• _YOUR OBJECTIVE_:
Exactly as it appears, restate the whole listing.

• _INFORMATION PROVIDED_:
>>>

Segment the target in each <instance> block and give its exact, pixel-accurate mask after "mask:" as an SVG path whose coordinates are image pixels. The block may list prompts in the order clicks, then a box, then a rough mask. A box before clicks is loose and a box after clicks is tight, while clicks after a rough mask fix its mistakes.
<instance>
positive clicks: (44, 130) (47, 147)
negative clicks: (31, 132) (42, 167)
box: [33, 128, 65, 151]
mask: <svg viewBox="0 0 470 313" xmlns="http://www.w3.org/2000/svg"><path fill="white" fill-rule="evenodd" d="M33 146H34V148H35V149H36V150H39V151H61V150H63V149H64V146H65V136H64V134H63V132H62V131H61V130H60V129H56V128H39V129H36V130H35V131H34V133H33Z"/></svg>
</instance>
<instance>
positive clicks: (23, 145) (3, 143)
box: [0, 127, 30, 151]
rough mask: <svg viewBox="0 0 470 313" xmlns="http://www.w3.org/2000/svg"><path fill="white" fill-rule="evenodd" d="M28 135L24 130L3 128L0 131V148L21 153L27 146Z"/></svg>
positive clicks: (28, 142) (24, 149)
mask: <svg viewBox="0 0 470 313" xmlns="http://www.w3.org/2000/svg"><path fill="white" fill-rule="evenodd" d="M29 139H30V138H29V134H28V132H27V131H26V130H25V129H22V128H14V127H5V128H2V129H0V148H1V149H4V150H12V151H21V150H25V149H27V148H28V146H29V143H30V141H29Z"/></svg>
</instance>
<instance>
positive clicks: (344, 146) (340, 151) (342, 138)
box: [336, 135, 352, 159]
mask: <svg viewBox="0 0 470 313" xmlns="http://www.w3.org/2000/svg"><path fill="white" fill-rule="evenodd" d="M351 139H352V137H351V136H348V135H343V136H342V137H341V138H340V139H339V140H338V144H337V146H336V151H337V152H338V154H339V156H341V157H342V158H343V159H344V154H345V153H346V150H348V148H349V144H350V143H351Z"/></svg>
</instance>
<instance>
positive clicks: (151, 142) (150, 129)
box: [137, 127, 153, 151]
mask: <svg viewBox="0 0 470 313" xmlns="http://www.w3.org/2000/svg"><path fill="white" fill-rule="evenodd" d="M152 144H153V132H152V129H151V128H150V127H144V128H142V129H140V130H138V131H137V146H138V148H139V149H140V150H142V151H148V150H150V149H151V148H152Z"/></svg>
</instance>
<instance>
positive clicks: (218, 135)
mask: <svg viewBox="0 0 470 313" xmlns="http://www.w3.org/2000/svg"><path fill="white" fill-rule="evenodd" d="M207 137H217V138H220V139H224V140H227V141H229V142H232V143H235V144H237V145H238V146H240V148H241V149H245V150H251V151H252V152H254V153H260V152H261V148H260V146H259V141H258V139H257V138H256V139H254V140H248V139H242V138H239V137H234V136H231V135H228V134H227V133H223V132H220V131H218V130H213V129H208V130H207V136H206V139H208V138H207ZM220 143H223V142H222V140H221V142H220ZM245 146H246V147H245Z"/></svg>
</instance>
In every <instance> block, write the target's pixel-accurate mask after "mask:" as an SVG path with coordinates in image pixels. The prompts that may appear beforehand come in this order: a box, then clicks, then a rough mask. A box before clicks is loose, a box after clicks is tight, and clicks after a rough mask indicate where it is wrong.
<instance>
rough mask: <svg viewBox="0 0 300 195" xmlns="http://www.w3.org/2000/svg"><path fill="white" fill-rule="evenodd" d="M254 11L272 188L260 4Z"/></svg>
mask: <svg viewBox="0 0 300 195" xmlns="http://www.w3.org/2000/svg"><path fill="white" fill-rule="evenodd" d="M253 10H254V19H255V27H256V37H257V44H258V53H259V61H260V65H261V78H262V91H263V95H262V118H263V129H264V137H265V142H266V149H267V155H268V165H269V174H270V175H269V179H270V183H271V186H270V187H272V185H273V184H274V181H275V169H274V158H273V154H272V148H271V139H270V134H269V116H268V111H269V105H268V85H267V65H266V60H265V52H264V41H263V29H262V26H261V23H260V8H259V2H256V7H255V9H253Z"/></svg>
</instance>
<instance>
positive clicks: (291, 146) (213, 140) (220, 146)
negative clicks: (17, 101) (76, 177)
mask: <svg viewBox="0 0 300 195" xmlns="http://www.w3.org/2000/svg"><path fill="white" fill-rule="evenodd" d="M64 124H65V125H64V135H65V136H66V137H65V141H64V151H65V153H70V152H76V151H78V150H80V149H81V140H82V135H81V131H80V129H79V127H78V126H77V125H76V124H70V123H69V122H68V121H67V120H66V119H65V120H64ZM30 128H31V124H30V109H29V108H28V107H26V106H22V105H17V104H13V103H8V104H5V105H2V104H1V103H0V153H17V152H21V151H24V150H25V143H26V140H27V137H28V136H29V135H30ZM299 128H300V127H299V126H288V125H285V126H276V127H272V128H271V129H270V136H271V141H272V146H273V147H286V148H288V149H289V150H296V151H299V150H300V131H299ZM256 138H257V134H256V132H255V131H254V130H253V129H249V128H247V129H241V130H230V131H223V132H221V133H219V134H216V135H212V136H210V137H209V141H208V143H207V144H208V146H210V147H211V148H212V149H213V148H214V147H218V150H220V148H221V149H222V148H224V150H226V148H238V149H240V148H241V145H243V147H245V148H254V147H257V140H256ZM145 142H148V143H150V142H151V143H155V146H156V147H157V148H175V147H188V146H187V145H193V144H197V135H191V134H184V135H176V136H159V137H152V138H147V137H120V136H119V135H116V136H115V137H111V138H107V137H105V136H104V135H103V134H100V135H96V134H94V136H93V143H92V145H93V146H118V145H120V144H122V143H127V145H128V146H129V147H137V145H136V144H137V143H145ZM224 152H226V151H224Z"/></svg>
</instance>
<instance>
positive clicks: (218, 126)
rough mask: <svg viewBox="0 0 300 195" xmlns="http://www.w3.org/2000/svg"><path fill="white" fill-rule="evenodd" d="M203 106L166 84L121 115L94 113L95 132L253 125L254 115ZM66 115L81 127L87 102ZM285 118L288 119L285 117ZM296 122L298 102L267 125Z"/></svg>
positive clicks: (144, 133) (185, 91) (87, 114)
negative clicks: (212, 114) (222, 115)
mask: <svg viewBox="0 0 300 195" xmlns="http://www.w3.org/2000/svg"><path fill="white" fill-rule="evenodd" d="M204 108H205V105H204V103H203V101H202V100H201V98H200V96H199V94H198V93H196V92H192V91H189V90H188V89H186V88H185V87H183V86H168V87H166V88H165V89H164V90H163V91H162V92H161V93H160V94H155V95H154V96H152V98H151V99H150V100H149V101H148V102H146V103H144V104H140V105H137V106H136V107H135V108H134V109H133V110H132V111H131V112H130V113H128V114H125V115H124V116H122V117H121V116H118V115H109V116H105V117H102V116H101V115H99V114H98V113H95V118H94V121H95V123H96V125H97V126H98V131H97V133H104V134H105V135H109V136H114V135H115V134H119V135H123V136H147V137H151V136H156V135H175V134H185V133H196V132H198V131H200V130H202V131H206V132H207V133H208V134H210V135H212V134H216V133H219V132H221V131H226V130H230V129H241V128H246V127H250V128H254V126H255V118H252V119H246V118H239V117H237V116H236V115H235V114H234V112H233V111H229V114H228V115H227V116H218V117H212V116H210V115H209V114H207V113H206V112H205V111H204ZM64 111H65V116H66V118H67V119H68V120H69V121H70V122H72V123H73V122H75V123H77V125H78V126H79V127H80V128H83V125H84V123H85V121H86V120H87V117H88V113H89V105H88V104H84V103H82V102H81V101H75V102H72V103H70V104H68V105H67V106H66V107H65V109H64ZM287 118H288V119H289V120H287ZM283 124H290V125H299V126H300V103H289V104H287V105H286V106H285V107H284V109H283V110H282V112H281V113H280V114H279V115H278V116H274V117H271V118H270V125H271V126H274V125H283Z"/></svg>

<<<

• _PROBLEM SOLUTION_:
Segment the target in each <instance> block and give its exact, pixel-accurate mask after "mask:" as an SVG path whose coordinates are image pixels. The block may list prompts in the order clicks, then a box, then a rough mask. A box before clicks is loose and a box after clicks is tight, while clicks after a rough mask fix its mistakes.
<instance>
positive clicks: (44, 130) (47, 147)
negative clicks: (31, 132) (42, 167)
box: [33, 128, 65, 151]
mask: <svg viewBox="0 0 470 313" xmlns="http://www.w3.org/2000/svg"><path fill="white" fill-rule="evenodd" d="M33 146H34V148H35V149H36V150H39V151H61V150H63V149H64V146H65V136H64V134H63V132H62V131H61V130H60V129H56V128H39V129H36V130H35V131H34V133H33Z"/></svg>
</instance>
<instance>
positive clicks: (23, 145) (3, 143)
box: [0, 127, 30, 151]
rough mask: <svg viewBox="0 0 470 313" xmlns="http://www.w3.org/2000/svg"><path fill="white" fill-rule="evenodd" d="M28 135L24 130L3 128L0 131V148L21 153L27 146Z"/></svg>
positive clicks: (28, 142) (24, 149)
mask: <svg viewBox="0 0 470 313" xmlns="http://www.w3.org/2000/svg"><path fill="white" fill-rule="evenodd" d="M29 139H30V138H29V134H28V132H27V131H26V130H25V129H22V128H14V127H5V128H2V129H0V148H1V149H4V150H12V151H21V150H25V149H27V148H28V146H29V143H30V141H29Z"/></svg>
</instance>
<instance>
positive clicks: (344, 146) (340, 151) (342, 138)
box: [336, 135, 352, 159]
mask: <svg viewBox="0 0 470 313" xmlns="http://www.w3.org/2000/svg"><path fill="white" fill-rule="evenodd" d="M351 139H352V137H351V136H348V135H343V136H342V137H341V138H340V139H339V140H338V144H337V146H336V151H337V152H338V154H339V156H341V157H342V158H343V159H344V154H345V153H346V150H348V148H349V144H350V143H351Z"/></svg>
</instance>
<instance>
positive clicks: (151, 142) (150, 129)
box: [137, 127, 153, 151]
mask: <svg viewBox="0 0 470 313" xmlns="http://www.w3.org/2000/svg"><path fill="white" fill-rule="evenodd" d="M152 144H153V132H152V129H151V128H150V127H144V128H142V129H140V130H138V131H137V146H138V148H139V149H140V150H142V151H148V150H150V149H151V148H152Z"/></svg>
</instance>
<instance>
positive clicks: (218, 135)
mask: <svg viewBox="0 0 470 313" xmlns="http://www.w3.org/2000/svg"><path fill="white" fill-rule="evenodd" d="M207 137H217V138H220V139H224V140H227V141H229V142H232V143H235V144H237V145H238V146H240V148H241V149H245V150H251V151H252V152H254V153H260V152H261V148H260V146H259V141H258V139H257V138H256V139H254V140H248V139H242V138H239V137H234V136H231V135H228V134H227V133H223V132H220V131H218V130H213V129H208V130H207V136H206V139H208V138H207ZM220 143H223V142H222V140H221V142H220ZM245 146H246V147H245Z"/></svg>
</instance>
In every <instance> block, write the target's pixel-accurate mask after "mask:" as an SVG path with coordinates in image pixels. The prompts that may appear beforehand come in this order: a box, then clicks, then a rough mask. A box before clicks is loose, a box after clicks is tight, and clicks after a rough mask indicate where it is wrong.
<instance>
rough mask: <svg viewBox="0 0 300 195" xmlns="http://www.w3.org/2000/svg"><path fill="white" fill-rule="evenodd" d="M254 11L272 188L260 4Z"/></svg>
mask: <svg viewBox="0 0 300 195" xmlns="http://www.w3.org/2000/svg"><path fill="white" fill-rule="evenodd" d="M253 10H254V19H255V27H256V37H257V44H258V53H259V61H260V65H261V78H262V91H263V95H262V118H263V129H264V137H265V142H266V149H267V155H268V165H269V174H270V175H269V179H270V183H271V186H270V187H272V185H273V184H274V181H275V169H274V158H273V154H272V148H271V139H270V134H269V116H268V111H269V105H268V85H267V65H266V60H265V52H264V41H263V29H262V26H261V23H260V8H259V2H256V7H255V9H253Z"/></svg>
</instance>
<instance>
positive clicks: (291, 146) (213, 140) (220, 146)
negative clicks: (17, 101) (76, 177)
mask: <svg viewBox="0 0 300 195" xmlns="http://www.w3.org/2000/svg"><path fill="white" fill-rule="evenodd" d="M64 124H65V125H64V135H65V136H66V137H65V141H64V151H65V153H70V152H76V151H78V150H80V149H81V140H82V135H81V131H80V129H79V127H78V126H77V125H76V124H70V123H69V122H68V121H67V120H66V119H65V120H64ZM30 128H31V124H30V109H29V108H28V107H26V106H22V105H17V104H13V103H8V104H5V105H2V104H1V103H0V153H17V152H21V151H24V150H25V143H26V140H27V137H28V136H29V135H30ZM299 128H300V127H299V126H288V125H285V126H276V127H272V128H271V129H270V136H271V141H272V146H273V147H286V148H288V149H289V150H296V151H299V150H300V131H299ZM256 138H257V134H256V132H255V131H254V130H253V129H249V128H247V129H241V130H230V131H223V132H221V133H219V134H216V135H212V136H210V137H209V141H208V143H207V144H208V146H210V147H211V148H212V149H213V148H214V147H218V150H220V148H221V149H222V148H224V150H226V148H238V149H240V148H241V145H243V147H245V148H254V147H257V140H256ZM145 142H148V143H150V142H151V143H155V146H156V147H157V148H175V147H188V146H187V145H193V144H197V135H191V134H184V135H176V136H159V137H152V138H147V137H120V136H119V135H116V136H115V137H111V138H107V137H105V136H104V135H103V134H100V135H96V134H94V136H93V143H92V145H93V146H118V145H120V144H122V143H127V145H128V146H129V147H137V145H136V144H137V143H145ZM224 152H226V151H224Z"/></svg>
</instance>
<instance>
positive clicks: (218, 126)
rough mask: <svg viewBox="0 0 300 195" xmlns="http://www.w3.org/2000/svg"><path fill="white" fill-rule="evenodd" d="M203 106L166 84L121 115L94 113L95 132L253 125L254 115ZM66 115L81 127L87 102ZM285 118L288 119L285 117ZM296 122L298 102L267 125Z"/></svg>
positive clicks: (144, 133) (185, 91) (87, 114)
negative clicks: (212, 114) (222, 115)
mask: <svg viewBox="0 0 300 195" xmlns="http://www.w3.org/2000/svg"><path fill="white" fill-rule="evenodd" d="M204 108H205V105H204V103H203V101H202V100H201V98H200V96H199V94H198V93H196V92H192V91H189V90H188V89H186V88H185V87H183V86H168V87H166V88H165V89H164V90H163V91H162V92H161V93H160V94H155V95H154V96H152V98H151V99H150V100H149V101H148V102H146V103H144V104H140V105H137V106H136V107H135V108H134V109H133V110H132V111H131V112H130V113H128V114H125V115H124V116H122V117H121V116H118V115H109V116H105V117H102V116H101V115H99V114H98V113H95V118H94V121H95V123H96V125H97V126H98V131H97V133H104V134H105V135H109V136H114V135H115V134H119V135H123V136H147V137H151V136H156V135H175V134H185V133H196V132H198V131H200V130H202V131H206V132H207V133H208V134H210V135H212V134H216V133H219V132H221V131H226V130H230V129H241V128H246V127H250V128H254V126H255V118H252V119H246V118H239V117H237V116H236V115H235V114H234V112H233V111H229V114H228V115H227V116H218V117H212V116H210V115H209V114H207V113H206V112H205V111H204ZM64 111H65V116H66V118H67V119H68V120H69V121H70V122H72V123H73V122H75V123H77V125H78V126H79V127H80V128H83V125H84V123H85V121H86V120H87V117H88V113H89V105H88V104H84V103H82V102H81V101H75V102H72V103H70V104H68V105H67V106H66V107H65V109H64ZM287 118H288V119H289V120H287ZM283 124H290V125H299V126H300V103H289V104H287V105H286V106H285V107H284V109H283V110H282V112H281V113H280V114H279V115H278V116H274V117H271V118H270V125H271V126H274V125H283Z"/></svg>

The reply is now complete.